**Goal**
Extract exactly the range of lines bounded by the line containing "If you could put a dot on the distant" and the final line of the listing, both ends included, and no other lines.

-- start Data extract --

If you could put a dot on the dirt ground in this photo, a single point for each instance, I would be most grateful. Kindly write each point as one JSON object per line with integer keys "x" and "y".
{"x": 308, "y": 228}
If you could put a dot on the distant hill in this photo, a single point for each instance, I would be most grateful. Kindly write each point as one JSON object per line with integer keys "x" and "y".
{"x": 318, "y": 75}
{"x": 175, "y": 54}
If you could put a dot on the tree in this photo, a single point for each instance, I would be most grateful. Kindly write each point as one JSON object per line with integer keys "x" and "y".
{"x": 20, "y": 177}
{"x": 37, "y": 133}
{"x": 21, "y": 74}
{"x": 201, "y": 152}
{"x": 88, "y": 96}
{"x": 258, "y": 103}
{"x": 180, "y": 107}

-- end Data extract --

**Exercise result**
If you could put a dot on the distant hill in this photo, a single point for each instance, I would be most grateful. Kindly write each point as one JSON object per line with integer keys "x" and "y".
{"x": 318, "y": 75}
{"x": 175, "y": 54}
If you could put a dot on the tree in this photo, a single point for each instance, I would be most grateful. Kindly write each point as one JSON object per line with integer keys "x" and "y".
{"x": 20, "y": 177}
{"x": 37, "y": 133}
{"x": 21, "y": 74}
{"x": 201, "y": 152}
{"x": 88, "y": 96}
{"x": 258, "y": 103}
{"x": 180, "y": 107}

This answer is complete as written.